* _Work to complete_
#1 Translate this sentence from the fault handling article into Spanish: "The system raises an alarm, notifying the operator that the system is working in a non-redundant configuration."
#2 Pick up the fault handling article at the point where it stops and continue writing it.

* _Provided text_

Fault Handling Techniques

This article describes some of the techniques that are used in fault handling software design. A typical fault handling state transition diagram is described in detail. The article also covers several fault detection and isolation techniques.

Fault Handling Lifecycle

The following figure describes the fault handling lifecycle of an active unit in a redundancy pair.

1. Assume that the system is running with copy-0 as active unit and copy-1 as standby.
2. When the copy-0 fails, copy-1 will detect the fault by any of the fault detection mechanisms.
3. At this point, copy-1 takes over from copy-0 and becomes active. The state of copy-0 is marked suspect, pending diagnostics.
4. The system raises an alarm, notifying the operator that the system is working in a non-redundant configuration.
5. Diagnostics are scheduled on copy-0. This includes power-on diagnostics and hardware interface diagnostics.
6. If the diagnostics on copy-0 pass, copy-0 is brought in-service as standby unit. If the diagnostics fail, copy-0 is marked failed and the operator is notified about the failed card.
7. The operator replaces the failed card and commands the system to bring the card in-service.
8. The system schedules diagnostics on the new card to ascertain that the card is healthy.
9. Once the diagnostics pass, copy-0 is marked standby.
10. The copy-0 now starts monitoring the health of copy-1 which is currently the active copy.
11. The system clears the non-redundant configuration alarm as redundancy has been restored.
12. The operator can restore the original configuration by switching over the two copies.

Fault Detection and Isolation

Fault Detection

One of the most important aspects of fault handling is detecting a fault immediately and isolating it to the appropriate unit as quickly as possible. Here are some of the commonly used fault detection mechanisms.

• Sanity Monitoring: A unit monitors the health of another unit by expecting periodic health messages. The unit that is being monitored should check its sanity and send the periodic health update to the monitoring unit. The monitoring unit will report a fault if more than a specified number of successive health messages are lost.

* _Data excerpts_

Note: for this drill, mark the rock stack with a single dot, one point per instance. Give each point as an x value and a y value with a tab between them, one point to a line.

...

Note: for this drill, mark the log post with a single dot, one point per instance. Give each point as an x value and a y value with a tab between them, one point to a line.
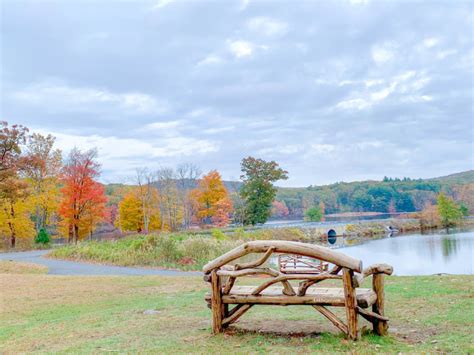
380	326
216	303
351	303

* _Expected responses_
#1 El sistema genera una alarma que notifica al operador que el sistema está funcionando en una configuración no redundante.

#2
• Watchdog Monitoring: This is the hardware based monitoring technique to detect hanging hardware or software modules. The system is configured with a hardware timer that should be never allowed to timeout. The software periodically restarts the timer under normal conditions. If the software goes in an infinite loop or a hardware module gets stuck, the watchdog timer would go off. This typically leads to a hardware reset of the unit and a hardware signal to the mate unit.
• Protocol Faults: If a unit fails, all the units that are in communication with this unit will encounter protocol faults. The protocol faults are inherently fuzzy in nature as they may be due to a failure of any unit in the path from the source to destination. Thus further isolation is required to identify the faulty unit.
• In-service Diagnostics: Sometimes the hardware modules are so designed that they allow simple diagnostic checks even in the in-service state. These checks are non-destructive in nature so they do not interfere with the normal functioning of the card. For example, on a digital trunk card, in-service diagnostics may be performed on idle channels. If a diagnostic check fails, a fault trigger is raised.
• Transient Leaky Bucket Counters: When the hardware is in operation, many transient faults may be detected by the system. Transient faults are typically handled by incrementing a leaky bucket counter. If the leaky bucket counter overflows, a fault trigger is raised. The following are few examples of transient faults.
  • Spurious interrupts: If the interrupt service routine gets called but no device is found to have raised any interrupt, only a leaky bucket counter is incremented. The hardware unit is suspected only if the leaky bucket counter overflows due to spurious interrupts happening repeatedly in a short interval.
  • Spurious fault triggers: As we discussed in the fault handling lifecycle, when a fault trigger is generated the hardware unit is suspected and diagnostics are run. If the diagnostics pass, the unit is brought in and a leaky bucket counter is incremented. If this sequence repeats too often, the hardware unit may be actually faulty but the diagnostics are not exhaustive enough to detect the hardware fault.
  • Killer trunks: Due to events like lightening, rains etc. digital trunks might frequently generate fault triggers but may come back in-service. If this happens too frequently, the digital trunk is marked as a "killer trunk" and is taken out of service. This is done to avoid the system getting overloaded with transient fault processing.

Fault Isolation

If a unit is actually faulty, many fault triggers will be generated for that unit. The main objective of fault isolation is to correlate the fault triggers and identify the faulty unit. If fault triggers are fuzzy in nature, the isolation procedure involves interrogating the health of several units. For example, if protocol fault is the only fault reported, all the units in the path from source to destination are probed for health.